WHAT TO WORK ON:
• 1. Answer these questions using the page about horses pawing in the trailer:
(a) How old is the gelding that paws when the trailer comes to a stop?
(b) What horse did the letter writer recently purchase?
(c) What does pawing express, according to the text?
• 2. In the page about horses pawing in the trailer, list the field labels that appear between the opening paragraph and the letter.
• 3. Write the next part of the page about horses pawing in the trailer.

SOURCE TEXT:
━━━━━━━━━━━━━━━━

Horses Pawing in the Trailer

Do you have trouble with your horses pawing while in the trailer? Check out this Q&A with Julie Goodnight.
Avatar:
Author:
Publish date:
Social count:
0
Do you have trouble with your horses pawing while in the trailer? Check out this Q&A with Julie Goodnight.

Q:I have a 19-year-old Quarter Horse gelding that paws in the trailer. I travel with him quite and bit and have no problems loading him in the trailer, but he paws when we come to a stop. I recently purchased a 7-year-old Quarter Horse gelding, and when I put him in the trailer to bring him home, he also started pawing. I'd like to solve this problem beforeI put them together in the trailer and exacerbate the problem. Any suggestions?
-Marcy Luttrell, Indiana

Pawing is a horse's way to express frustration with standing still and his desire to move.

Pawing is a horse's way to express frustration with standing still and his desire to move.

━━━━━━━━━━━━━━━━

[Referring expression data]
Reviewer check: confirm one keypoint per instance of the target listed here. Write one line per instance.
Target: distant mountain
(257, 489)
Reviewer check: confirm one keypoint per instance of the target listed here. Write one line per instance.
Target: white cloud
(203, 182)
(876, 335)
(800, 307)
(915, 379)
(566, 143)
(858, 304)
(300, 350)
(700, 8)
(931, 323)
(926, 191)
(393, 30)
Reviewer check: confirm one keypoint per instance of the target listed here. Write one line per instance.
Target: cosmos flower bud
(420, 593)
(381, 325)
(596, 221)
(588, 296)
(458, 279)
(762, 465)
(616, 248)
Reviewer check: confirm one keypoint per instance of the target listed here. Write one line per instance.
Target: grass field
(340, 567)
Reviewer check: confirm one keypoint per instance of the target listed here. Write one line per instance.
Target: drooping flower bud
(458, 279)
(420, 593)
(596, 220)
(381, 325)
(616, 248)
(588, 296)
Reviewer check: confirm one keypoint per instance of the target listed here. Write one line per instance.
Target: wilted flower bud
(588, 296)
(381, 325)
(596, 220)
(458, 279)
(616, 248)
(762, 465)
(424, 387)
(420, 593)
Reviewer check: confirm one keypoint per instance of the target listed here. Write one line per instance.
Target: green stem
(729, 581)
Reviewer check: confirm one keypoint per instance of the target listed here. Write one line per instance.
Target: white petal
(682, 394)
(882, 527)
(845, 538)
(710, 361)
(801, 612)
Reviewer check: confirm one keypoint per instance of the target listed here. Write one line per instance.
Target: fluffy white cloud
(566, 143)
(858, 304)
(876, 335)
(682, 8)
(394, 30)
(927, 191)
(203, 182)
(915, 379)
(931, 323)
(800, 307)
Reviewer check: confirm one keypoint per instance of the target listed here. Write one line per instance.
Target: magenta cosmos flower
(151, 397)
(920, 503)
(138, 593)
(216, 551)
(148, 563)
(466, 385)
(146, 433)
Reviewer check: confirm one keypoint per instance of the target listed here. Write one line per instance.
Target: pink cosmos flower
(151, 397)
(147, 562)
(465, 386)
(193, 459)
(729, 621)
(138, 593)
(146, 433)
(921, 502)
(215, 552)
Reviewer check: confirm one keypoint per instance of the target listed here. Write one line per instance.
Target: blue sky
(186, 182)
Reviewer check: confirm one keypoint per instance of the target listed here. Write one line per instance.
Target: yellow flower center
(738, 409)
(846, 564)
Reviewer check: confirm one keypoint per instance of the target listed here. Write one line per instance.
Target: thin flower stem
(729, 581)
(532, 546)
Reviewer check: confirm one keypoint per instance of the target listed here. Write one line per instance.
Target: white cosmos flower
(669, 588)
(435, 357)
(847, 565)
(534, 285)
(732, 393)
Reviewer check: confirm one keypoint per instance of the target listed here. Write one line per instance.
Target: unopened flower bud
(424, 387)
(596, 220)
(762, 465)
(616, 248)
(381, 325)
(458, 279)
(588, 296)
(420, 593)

━━━━━━━━━━━━━━━━

SOLVED PROBLEMS:
• 1.
(a) 19 years old
(b) A 7-year-old Quarter Horse gelding
(c) A horse's frustration with standing still and his desire to move

• 2.
Avatar
Author
Publish date
Social count

• 3.
A: It's important to understand where pawing behavior stems from. It signals frustration in a horse and his desire to move. Sometimes that frustration can morph into anger, which is expressed when a horse stomps his foot.

Fixing a pawing problem is a complicated matter, especially in a horse of an advanced age or one with a nervous and impatient temperament. My best advice for you and your aged horse is to wait to load him until absolutely necessary---right before you head down the driveway. Some horses get anxious in the trailer, so keeping time spent standing in a it to a minimum will help ease that anxiety. While you're moving, the horse will usually stand on all four feet for better balance, so minimizing time spent standing in a stopped trailer is best.

If your horse paws when you stop, you can lightly bump your brakes to get him standing on all four feet. But remember, if you tap your brakes to jar one horse, it jars any other horses in the trailer, too.

Groundwork outside the trailer might also help a pawing horse get over his frustration and develop more patience. I work with my young horses to get them to stand still like statues in all situations. Horses can be impulsive about moving, and this exercise helps teach them to control their movements.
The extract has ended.